Table of Contents

1. Challenge

   Introduction to Build and Deploy an ETL Pipeline with Python

   Introduction to Build and Deploy an ETL Pipeline with Python

   In this lab, you'll explore various techniques to build Python ETL pipelines. By leveraging Python for ETL pipelines, you can create scripted logic that is both straightforward to comprehend and compose, while tapping into the extensive range of Python modules to meet your data processing requirements.

   Learning Objectives

   • Understand the 3 phases of ETL pipelines.
   • Implement techniques to extract data from critical data ETL Python libraries such as Pandas,Requests, and SQLAlchemy.
   • Transform your data while its in memory and then load the data to a destination database.

   To get started with this lab click the > button to proceed to the next step!

2. Challenge

   Extracting Data

   Extract Phase

   The extract phase is the first step in an ETL pipeline, where data is collected from various sources for further processing. During this phase, raw data is retrieved from flat files, databases, APIs, or other systems, often in different formats and structures. The goal is to gather all the necessary information efficiently and accurately, ensuring that downstream processes have the required input.

   In this task you will learn how to:

   • Read various raw data files into Pandas
   • Read data into Pandas from a SQL database
   • Read data into Pandas from REST APIs

   To get started open the extract.py file.

   A SQLAlchemy engine has already been created with a connection to the MySQL database at the top of the script.

[Dataset records]

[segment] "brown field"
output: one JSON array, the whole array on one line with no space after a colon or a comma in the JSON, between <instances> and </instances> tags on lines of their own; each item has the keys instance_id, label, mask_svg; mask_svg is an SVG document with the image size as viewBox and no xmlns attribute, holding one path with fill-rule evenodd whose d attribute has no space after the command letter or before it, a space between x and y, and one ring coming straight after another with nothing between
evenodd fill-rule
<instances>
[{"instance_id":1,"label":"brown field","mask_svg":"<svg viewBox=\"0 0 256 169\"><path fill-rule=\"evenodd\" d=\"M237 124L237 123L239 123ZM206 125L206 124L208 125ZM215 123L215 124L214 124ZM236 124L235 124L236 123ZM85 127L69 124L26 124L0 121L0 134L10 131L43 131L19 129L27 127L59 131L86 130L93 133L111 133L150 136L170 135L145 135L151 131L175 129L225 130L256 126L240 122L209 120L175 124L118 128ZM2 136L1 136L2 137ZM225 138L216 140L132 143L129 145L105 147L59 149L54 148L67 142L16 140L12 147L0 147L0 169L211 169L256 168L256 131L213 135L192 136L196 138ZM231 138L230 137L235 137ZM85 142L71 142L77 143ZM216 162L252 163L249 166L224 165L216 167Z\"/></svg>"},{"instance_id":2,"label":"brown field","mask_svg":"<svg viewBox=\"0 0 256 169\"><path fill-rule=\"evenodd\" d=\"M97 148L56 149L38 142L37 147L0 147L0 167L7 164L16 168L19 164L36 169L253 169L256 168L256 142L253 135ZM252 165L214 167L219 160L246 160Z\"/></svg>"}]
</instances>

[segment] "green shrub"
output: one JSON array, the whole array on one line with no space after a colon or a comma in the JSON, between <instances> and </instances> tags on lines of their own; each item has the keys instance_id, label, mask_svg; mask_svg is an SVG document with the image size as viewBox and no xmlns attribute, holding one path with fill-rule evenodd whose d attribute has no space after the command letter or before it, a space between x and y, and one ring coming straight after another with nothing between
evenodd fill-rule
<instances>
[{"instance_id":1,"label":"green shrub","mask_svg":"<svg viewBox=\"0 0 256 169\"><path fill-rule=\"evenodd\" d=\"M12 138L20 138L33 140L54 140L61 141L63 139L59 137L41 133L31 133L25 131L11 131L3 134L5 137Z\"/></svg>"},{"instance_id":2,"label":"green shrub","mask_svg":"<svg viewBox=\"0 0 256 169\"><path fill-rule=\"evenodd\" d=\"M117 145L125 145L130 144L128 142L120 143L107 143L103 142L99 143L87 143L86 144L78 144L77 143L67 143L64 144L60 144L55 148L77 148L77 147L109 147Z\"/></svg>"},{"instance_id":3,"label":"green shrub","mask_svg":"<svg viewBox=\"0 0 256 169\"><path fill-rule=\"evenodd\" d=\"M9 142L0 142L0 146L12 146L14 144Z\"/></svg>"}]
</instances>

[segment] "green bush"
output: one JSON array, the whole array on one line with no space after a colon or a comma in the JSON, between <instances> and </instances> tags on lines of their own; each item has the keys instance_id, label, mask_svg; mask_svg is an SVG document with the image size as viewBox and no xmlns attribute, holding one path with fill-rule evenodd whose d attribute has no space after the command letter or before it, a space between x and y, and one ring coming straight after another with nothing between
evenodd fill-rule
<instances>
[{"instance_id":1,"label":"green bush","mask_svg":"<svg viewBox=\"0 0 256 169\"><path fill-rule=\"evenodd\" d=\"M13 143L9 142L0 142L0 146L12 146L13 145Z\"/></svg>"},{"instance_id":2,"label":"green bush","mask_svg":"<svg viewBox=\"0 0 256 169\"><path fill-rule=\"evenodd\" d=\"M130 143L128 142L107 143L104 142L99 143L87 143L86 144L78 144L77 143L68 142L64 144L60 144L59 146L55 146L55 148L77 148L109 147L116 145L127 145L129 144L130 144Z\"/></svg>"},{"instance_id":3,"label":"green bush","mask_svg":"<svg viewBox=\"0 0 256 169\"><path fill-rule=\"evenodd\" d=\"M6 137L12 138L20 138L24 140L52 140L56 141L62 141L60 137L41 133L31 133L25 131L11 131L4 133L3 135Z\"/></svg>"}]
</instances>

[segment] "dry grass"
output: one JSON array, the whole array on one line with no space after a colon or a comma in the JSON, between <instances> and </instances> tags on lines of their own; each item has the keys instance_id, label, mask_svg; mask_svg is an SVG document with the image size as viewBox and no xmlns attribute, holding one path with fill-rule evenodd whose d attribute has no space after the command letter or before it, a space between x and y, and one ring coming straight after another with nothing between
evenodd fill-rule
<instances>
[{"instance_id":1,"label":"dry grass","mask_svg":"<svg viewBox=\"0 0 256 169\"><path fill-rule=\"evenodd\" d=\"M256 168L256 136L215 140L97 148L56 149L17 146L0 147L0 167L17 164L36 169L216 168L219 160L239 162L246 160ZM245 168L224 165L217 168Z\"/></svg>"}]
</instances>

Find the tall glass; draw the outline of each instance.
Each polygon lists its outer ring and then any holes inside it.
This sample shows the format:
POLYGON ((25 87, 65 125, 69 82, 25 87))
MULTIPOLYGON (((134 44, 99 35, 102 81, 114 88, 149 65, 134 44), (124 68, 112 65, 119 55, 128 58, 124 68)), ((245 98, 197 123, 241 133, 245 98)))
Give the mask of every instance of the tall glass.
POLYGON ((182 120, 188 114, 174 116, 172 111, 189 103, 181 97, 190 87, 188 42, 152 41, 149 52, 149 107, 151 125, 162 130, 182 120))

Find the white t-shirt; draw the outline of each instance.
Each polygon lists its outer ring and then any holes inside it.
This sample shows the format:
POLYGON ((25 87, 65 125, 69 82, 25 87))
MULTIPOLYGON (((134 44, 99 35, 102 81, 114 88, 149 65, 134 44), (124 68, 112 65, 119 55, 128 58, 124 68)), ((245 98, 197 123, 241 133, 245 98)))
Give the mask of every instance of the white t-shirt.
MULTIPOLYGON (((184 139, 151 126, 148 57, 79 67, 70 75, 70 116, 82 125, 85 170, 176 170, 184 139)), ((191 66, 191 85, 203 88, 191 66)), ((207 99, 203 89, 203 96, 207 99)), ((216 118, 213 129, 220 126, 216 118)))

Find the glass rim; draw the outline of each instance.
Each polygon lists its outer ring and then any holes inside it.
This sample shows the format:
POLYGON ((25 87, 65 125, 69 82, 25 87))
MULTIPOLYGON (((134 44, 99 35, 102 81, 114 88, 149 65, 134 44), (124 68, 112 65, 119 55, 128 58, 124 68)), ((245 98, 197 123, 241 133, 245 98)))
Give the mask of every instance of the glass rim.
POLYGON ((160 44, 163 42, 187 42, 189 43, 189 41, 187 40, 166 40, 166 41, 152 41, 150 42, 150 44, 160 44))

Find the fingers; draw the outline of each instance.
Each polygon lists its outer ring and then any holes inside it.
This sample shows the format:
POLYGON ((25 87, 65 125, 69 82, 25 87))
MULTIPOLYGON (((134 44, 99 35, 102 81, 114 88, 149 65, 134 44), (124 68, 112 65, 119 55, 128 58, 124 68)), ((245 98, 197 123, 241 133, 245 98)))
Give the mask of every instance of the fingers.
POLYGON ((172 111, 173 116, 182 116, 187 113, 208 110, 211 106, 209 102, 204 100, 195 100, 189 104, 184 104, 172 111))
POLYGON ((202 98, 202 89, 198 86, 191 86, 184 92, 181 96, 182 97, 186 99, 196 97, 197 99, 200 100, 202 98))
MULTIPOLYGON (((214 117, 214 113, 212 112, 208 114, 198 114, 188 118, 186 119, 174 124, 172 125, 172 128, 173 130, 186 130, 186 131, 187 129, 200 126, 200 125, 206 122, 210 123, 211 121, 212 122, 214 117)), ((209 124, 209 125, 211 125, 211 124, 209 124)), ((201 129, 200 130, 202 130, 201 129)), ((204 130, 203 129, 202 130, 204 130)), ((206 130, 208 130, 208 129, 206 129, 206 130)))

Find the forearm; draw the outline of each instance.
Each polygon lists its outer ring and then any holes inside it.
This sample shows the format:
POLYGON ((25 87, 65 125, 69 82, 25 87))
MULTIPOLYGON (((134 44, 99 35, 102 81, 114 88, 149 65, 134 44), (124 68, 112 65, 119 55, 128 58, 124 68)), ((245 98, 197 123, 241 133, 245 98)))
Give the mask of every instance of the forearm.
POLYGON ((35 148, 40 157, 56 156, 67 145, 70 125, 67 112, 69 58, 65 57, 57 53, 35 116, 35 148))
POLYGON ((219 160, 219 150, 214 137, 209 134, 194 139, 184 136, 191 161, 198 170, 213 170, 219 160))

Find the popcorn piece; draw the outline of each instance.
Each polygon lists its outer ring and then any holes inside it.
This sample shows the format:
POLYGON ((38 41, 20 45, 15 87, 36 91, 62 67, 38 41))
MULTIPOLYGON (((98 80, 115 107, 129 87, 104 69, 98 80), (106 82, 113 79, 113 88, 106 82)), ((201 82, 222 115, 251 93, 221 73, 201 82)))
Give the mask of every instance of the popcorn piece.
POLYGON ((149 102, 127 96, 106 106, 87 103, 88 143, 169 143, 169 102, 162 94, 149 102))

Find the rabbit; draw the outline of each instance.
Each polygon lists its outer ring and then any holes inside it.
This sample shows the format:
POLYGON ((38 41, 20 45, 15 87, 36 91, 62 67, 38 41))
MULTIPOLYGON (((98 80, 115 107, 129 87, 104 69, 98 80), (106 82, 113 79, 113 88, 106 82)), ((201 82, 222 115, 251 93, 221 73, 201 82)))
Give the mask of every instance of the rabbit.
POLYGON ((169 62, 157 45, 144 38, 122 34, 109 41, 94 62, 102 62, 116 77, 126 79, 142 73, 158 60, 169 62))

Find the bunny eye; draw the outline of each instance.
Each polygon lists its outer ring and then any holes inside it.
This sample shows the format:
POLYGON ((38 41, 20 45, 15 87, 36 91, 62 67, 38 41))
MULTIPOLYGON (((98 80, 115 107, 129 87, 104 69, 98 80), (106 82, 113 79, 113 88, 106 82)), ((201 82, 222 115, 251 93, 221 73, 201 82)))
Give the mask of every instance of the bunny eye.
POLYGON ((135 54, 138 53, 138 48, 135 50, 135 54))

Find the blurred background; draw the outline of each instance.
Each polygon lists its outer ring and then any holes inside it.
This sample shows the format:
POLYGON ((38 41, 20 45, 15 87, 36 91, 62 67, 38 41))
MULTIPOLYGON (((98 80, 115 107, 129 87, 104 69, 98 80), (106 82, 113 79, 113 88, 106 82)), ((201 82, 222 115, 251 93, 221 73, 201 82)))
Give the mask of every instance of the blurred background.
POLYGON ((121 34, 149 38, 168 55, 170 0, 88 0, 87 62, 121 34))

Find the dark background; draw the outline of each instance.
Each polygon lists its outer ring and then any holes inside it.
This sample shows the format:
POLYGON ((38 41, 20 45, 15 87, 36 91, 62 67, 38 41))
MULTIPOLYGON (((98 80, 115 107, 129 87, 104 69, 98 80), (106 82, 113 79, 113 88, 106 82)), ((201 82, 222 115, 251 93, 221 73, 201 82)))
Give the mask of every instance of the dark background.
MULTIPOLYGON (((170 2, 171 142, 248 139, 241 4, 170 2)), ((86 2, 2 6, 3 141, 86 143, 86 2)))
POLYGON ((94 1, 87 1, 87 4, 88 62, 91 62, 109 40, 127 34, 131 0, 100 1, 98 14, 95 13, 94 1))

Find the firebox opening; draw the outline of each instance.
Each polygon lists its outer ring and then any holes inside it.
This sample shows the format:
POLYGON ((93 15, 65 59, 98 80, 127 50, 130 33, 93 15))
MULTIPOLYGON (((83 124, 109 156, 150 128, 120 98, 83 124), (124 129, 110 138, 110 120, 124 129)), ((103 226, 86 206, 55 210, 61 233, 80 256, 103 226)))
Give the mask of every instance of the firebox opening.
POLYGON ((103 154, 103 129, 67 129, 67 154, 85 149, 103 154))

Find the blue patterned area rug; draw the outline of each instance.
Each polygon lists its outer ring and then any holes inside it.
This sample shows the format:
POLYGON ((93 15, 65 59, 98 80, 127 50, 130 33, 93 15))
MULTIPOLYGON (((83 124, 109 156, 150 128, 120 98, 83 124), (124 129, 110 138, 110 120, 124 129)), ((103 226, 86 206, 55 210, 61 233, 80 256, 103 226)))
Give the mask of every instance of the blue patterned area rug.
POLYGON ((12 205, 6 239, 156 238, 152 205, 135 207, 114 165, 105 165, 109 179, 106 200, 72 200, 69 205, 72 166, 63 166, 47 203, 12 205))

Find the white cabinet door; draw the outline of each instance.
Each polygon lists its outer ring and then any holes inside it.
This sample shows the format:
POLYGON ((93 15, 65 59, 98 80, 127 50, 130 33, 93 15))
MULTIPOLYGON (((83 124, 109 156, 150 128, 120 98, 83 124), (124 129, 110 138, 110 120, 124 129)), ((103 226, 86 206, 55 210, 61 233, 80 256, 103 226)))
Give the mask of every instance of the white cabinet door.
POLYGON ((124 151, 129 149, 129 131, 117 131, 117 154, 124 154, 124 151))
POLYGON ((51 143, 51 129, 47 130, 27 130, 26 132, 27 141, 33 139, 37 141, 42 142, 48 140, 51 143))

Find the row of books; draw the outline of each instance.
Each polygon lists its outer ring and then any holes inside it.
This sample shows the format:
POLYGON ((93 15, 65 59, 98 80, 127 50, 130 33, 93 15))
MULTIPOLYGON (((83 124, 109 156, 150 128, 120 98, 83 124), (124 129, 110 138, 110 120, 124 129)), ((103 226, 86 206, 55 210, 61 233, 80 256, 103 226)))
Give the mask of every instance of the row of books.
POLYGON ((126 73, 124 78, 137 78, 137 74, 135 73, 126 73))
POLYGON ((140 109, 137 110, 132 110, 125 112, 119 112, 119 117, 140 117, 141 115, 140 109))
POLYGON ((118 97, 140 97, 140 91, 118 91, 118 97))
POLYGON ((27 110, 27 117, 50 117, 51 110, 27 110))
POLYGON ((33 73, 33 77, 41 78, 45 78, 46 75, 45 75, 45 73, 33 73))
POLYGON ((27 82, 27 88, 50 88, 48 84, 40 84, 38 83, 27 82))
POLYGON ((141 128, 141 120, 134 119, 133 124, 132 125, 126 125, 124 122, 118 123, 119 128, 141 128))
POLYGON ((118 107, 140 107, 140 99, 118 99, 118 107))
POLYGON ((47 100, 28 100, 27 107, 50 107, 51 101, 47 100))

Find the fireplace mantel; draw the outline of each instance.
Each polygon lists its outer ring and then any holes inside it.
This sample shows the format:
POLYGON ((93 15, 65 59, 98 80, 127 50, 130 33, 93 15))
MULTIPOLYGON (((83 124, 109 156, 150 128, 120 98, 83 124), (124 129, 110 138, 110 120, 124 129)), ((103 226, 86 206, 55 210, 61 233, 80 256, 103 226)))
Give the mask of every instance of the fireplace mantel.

Written problem 1: Repeat a passage of the ETL pipeline lab text word for word: begin at the words "Learning Objectives" and stop after the words "Pandas,Requests, and SQLAlchemy.".
Written problem 2: Edit part of the records: begin at the line that has "Find the firebox" and stop after the line that has "POLYGON ((12 205, 6". Give only those lines, with "firebox opening" changed to "hearth opening" and everything else left as it is.

Output 1:
Learning Objectives

   • Understand the 3 phases of ETL pipelines.
   • Implement techniques to extract data from critical data ETL Python libraries such as Pandas,Requests, and SQLAlchemy.

Output 2:
Find the hearth opening; draw the outline of each instance.
Each polygon lists its outer ring and then any holes inside it.
This sample shows the format:
POLYGON ((93 15, 65 59, 98 80, 127 50, 130 33, 93 15))
MULTIPOLYGON (((83 124, 109 156, 150 128, 120 98, 83 124), (124 129, 110 138, 110 120, 124 129)), ((103 226, 86 206, 55 210, 61 233, 80 256, 103 226)))
Give the mask of every instance of the hearth opening.
POLYGON ((103 154, 103 129, 67 129, 67 154, 85 149, 103 154))

Find the blue patterned area rug; draw the outline of each instance.
Each polygon lists its outer ring and then any holes inside it.
This sample shows the format:
POLYGON ((93 15, 65 59, 98 80, 127 50, 130 33, 93 15))
MULTIPOLYGON (((83 124, 109 156, 150 128, 120 98, 83 124), (124 129, 110 138, 110 120, 124 129)), ((103 226, 86 206, 55 210, 61 233, 80 256, 103 226)))
Give the mask of every instance of the blue patterned area rug.
POLYGON ((12 205, 6 239, 156 238, 152 205, 135 207, 114 165, 105 165, 109 179, 106 200, 72 200, 69 205, 72 166, 63 166, 47 203, 12 205))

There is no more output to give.